Exercise aim: Turn every line of the records below into a JSON list of strings, one string per line, leaving out any blank lines.

Dataset rows:
** begin **

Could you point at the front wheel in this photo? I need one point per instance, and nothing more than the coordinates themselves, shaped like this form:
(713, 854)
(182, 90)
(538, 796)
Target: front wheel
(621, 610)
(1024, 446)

** end **

Output for this task:
[
  "Could you point at the front wheel in this photo? I need one point per instance, and nothing more than the coordinates themselves, shaped like this form:",
  "(713, 854)",
  "(182, 90)",
  "(538, 796)",
  "Target: front wheel",
  "(621, 610)",
  "(1024, 446)"
]